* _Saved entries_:
- Opening Delimiter -

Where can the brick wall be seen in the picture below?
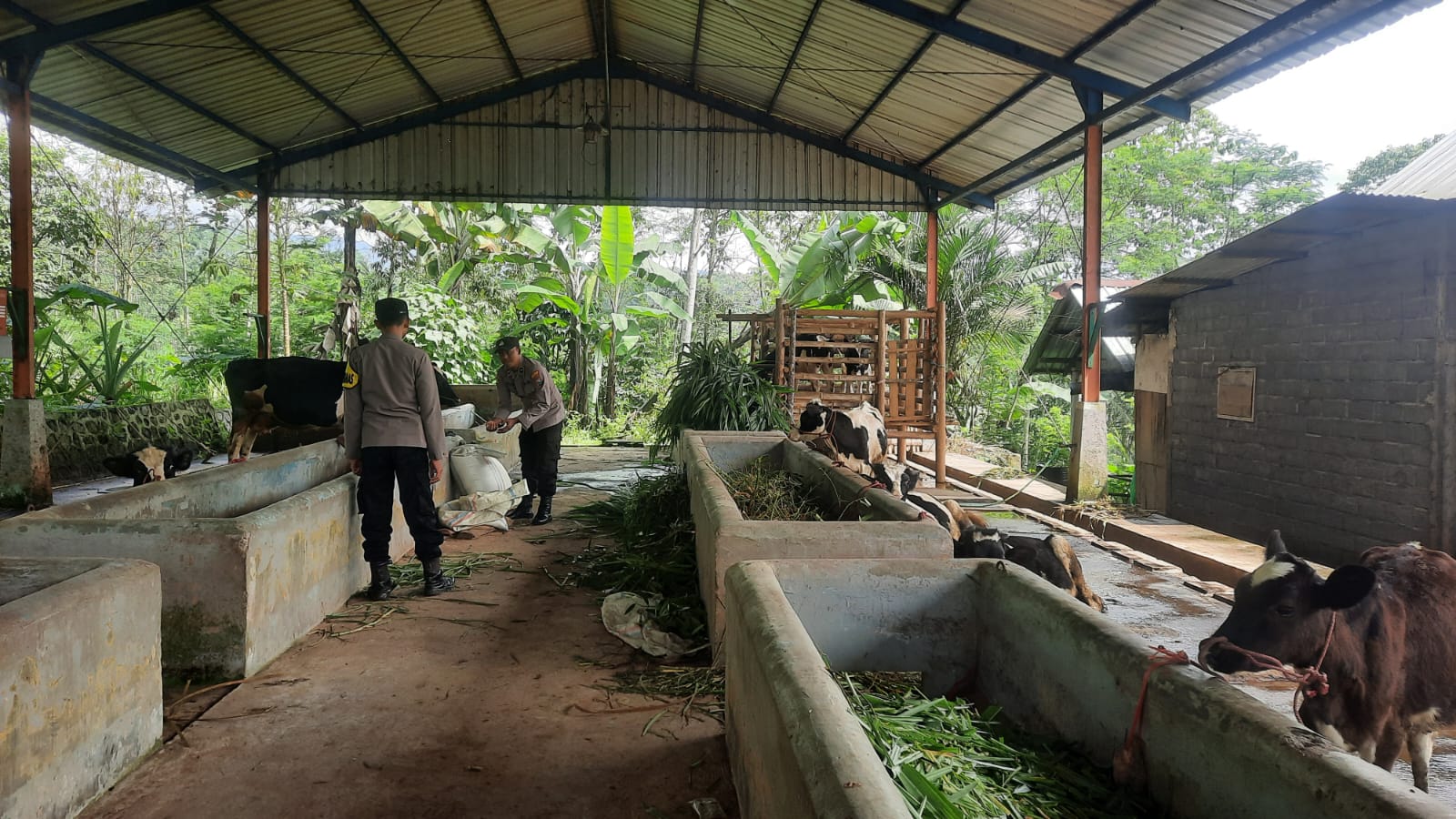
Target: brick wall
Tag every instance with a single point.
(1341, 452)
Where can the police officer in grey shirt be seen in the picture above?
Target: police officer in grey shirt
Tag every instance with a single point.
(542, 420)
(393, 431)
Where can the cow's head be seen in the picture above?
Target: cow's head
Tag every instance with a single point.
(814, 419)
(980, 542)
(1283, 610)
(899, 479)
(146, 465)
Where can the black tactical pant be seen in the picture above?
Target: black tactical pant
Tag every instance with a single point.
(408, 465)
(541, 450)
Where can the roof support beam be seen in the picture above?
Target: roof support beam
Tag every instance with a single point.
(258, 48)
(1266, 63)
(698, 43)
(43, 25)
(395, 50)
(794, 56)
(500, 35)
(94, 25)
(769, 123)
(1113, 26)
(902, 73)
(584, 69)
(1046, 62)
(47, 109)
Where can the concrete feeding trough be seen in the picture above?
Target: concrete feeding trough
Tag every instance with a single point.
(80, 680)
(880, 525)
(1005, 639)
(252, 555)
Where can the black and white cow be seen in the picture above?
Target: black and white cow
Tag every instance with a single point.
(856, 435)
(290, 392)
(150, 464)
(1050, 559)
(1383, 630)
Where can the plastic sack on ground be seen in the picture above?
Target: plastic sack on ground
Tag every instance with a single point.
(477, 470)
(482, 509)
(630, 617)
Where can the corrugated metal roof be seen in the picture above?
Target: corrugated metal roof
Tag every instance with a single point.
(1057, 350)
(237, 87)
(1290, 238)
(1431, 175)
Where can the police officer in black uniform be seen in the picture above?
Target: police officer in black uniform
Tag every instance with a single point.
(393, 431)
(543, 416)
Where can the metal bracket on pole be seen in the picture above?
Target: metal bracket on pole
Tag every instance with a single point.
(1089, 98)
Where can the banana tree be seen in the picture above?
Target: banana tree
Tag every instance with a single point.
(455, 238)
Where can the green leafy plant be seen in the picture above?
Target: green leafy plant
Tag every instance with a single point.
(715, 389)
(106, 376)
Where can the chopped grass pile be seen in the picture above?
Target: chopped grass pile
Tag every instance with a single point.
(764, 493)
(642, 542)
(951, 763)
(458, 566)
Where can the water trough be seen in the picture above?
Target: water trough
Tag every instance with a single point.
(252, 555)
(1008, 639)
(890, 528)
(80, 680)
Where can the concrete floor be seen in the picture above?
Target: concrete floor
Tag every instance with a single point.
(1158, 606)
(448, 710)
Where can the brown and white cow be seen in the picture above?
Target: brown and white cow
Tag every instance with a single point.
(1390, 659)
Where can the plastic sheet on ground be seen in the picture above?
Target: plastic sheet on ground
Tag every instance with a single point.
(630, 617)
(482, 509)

- Closing Delimiter -

* _PROBLEM DESCRIPTION_: Transcribe each entry above exactly, apart from the pictures.

* _WRITTEN ANSWER_:
Where can the brick wall be seen in the picture below?
Target: brick wall
Tag every instance with a single point.
(1341, 452)
Where can the police officer in grey shirt be seen in the picture above?
Target: police officer in grey shirt
Tag every instance with a single point.
(542, 420)
(393, 431)
Where can the cow's head be seen in the picture above?
Target: cow's head
Tag every instance with a single point.
(814, 419)
(980, 542)
(1283, 610)
(899, 479)
(146, 465)
Where can the black tactical pant be seen in the picture above?
Target: black tactical pant
Tag every instance with a single point.
(408, 465)
(541, 450)
Where can the roof support beam be seen in the picture above?
Target: roof support beam
Tag every instance with a single point.
(258, 48)
(1266, 63)
(698, 43)
(43, 25)
(395, 50)
(794, 56)
(500, 35)
(94, 25)
(769, 123)
(1113, 26)
(902, 73)
(584, 69)
(1046, 62)
(47, 109)
Where can the concrete feeding trough be seen in the picture above?
Target: concrete feeding trough
Tag every instance with a single point.
(80, 680)
(880, 525)
(1005, 639)
(252, 555)
Where can the black and white cow be seen in the picture above?
Target: black and white cow
Tag every instance with a single point.
(856, 435)
(290, 392)
(150, 464)
(1050, 559)
(1383, 630)
Where can the plastic sack on ground be seen in the picture above?
Target: plastic sack on ground
Tag every instance with a single point.
(477, 470)
(482, 509)
(630, 617)
Where can the corrugated metal roof be seen in the picture above?
Target: corrugated metal roof
Tag every instance with a single point.
(1057, 350)
(237, 87)
(1290, 238)
(1431, 175)
Where can the police officer in black uniform be seen in the picture above?
Target: police officer in black uniform
Tag every instance with a single point.
(393, 431)
(543, 416)
Where can the metal bracket on pole be seen in the picture above?
Target: metal bracket on pole
Tag every instance with a single point.
(1089, 98)
Where can the banana tree be seen in the picture above?
Target: banana tree
Tag every instance with a single point.
(455, 238)
Where can the green leafy plant be seen in the picture above?
Target: green leafy plant
Tag every instance with a single point.
(715, 389)
(106, 376)
Where can the chopped grass pile be seen in the picture above?
Target: chopped grass pile
Tag every instance with a single point.
(764, 493)
(642, 542)
(951, 763)
(458, 566)
Where can the water trough be seen in the picture above?
Target: water trough
Tag every instance with a single point.
(252, 555)
(1008, 639)
(890, 528)
(80, 680)
Where can the concrete floor be seen in the picture above?
Target: concrete floor
Tag every instance with a single point.
(1158, 606)
(448, 710)
Where can the brown and white cow be seen in the picture above?
Target: brown and white cow
Tag every instance with a single point.
(1390, 659)
Where can the plastic sheet on ground be seen in the picture above?
Target: plastic sheet on ground
Tag every instance with a single point.
(630, 617)
(482, 509)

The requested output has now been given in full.